PAGE ::
= = = =
Revolution in the kitchen
Potato flakes, maltodextrin and dextrose are just some of the ingredients listed on a bag of sour-cream-flavoured crisps from a well-loved brand. Manufacturers may tell you what snacks contain, but it takes a scientist’s training to work out what those chemicals with long names really are.
“Most Hongkongers don’t understand what is in the processed foods they eat,” says Alvina Chan, a renowned chef and graduate of Le Cordon Bleu Paris. “Potato flakes are, in fact, unwanted scraps of the root vegetable. They are deep-fried in fat and smothered in salt, flavour enhancers and preservatives. They are proven to be bad for our health and can lead to weight gain.”
One in five Hong Kong teenagers is overweight, say health officials. A fast-food culture and sedate lifestyle have made things worse; youngsters tend to be tied up by private tutoring and video games rather than sports and outdoor activities.
That’s why the charity Go.Asia teamed up with Chan to bring Jamie Oliver’s Food Revolution to Hong Kong. Since 2010, the British chef and food advocate has been urging teenagers to forget fast food and rediscover the joy and benefits of cooking. His television series in the US has won an Emmy Award.
“You don’t know what restaurants use to make your meals, but if you cook at home, you know you have control,” Chan says. “We should always go for fresh and organic ingredients. Besides, cooking is a survival skill that’ll be useful always. Your parents or helper won’t be there to cook if you study abroad or move out.”
= = = =
ENTRIES SHOWN ::

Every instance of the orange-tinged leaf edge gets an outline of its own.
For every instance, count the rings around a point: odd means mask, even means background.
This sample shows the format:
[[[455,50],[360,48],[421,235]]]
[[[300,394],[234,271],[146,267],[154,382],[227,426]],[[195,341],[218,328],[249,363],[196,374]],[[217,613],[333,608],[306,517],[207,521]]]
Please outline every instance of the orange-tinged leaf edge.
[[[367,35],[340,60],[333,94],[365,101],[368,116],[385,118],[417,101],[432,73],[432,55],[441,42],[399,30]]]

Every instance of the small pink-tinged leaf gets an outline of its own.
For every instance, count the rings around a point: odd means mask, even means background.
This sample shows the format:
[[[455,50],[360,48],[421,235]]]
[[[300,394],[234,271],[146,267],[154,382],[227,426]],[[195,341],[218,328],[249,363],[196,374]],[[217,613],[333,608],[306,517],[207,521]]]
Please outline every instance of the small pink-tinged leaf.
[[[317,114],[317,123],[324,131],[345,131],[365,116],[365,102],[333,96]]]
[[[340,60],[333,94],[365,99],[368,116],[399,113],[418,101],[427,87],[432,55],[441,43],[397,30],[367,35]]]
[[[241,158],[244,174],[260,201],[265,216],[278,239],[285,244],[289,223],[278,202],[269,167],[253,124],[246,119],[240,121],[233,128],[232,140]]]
= = = =
PROBLEM 1 ::
Arrange the entries, from the line with "Every instance of the small pink-tinged leaf gets" through the final line of the entries, as a numbered list, leaving out any blank lines.
PROBLEM 2 ::
Pick up the article on Jamie Oliver's Food Revolution in Hong Kong and carry it on from its last sentence.

EXERCISE RESPONSE 1 ::
1. Every instance of the small pink-tinged leaf gets an outline of its own.
2. For every instance, count the rings around a point: odd means mask, even means background.
3. This sample shows the format:
4. [[[455,50],[360,48],[421,235]]]
5. [[[300,394],[234,271],[146,267],[154,382],[227,426]],[[195,341],[218,328],[249,363],[196,374]],[[217,613],[333,608],[306,517],[207,521]]]
6. Please outline every instance of the small pink-tinged leaf.
7. [[[317,114],[317,123],[324,131],[345,131],[365,116],[365,102],[333,96]]]
8. [[[340,60],[333,94],[365,99],[368,116],[399,113],[418,101],[427,87],[432,55],[441,43],[397,30],[367,35]]]
9. [[[241,158],[244,174],[260,201],[265,216],[278,239],[285,244],[289,223],[278,202],[269,167],[253,124],[246,119],[240,121],[233,128],[232,140]]]

EXERCISE RESPONSE 2 ::
The local revolution kicked off at International Christian School, in Sha Tin, last month, with cooking demonstrations that looked at just how bad processed foods are.
What’s the difference, for example, between fresh orange juice and orange soda? Students cut up oranges and extracted the juice using a blender. Others mixed fizzy water, colourings, flavourings, sugar and preservatives the way soft drinks makers do.
“Orange sodas might not contain a drop of juice,” Chan says. “Their flavour and colour comes from chemicals. They can last longer than fresh juice because of preservatives. It is no good for your health.”
She says we should drink more juice and water. And rather than visiting fast-food chains, we should eat a healthy diet rich in five grains, organic fruits and veggies and omega-3 oils.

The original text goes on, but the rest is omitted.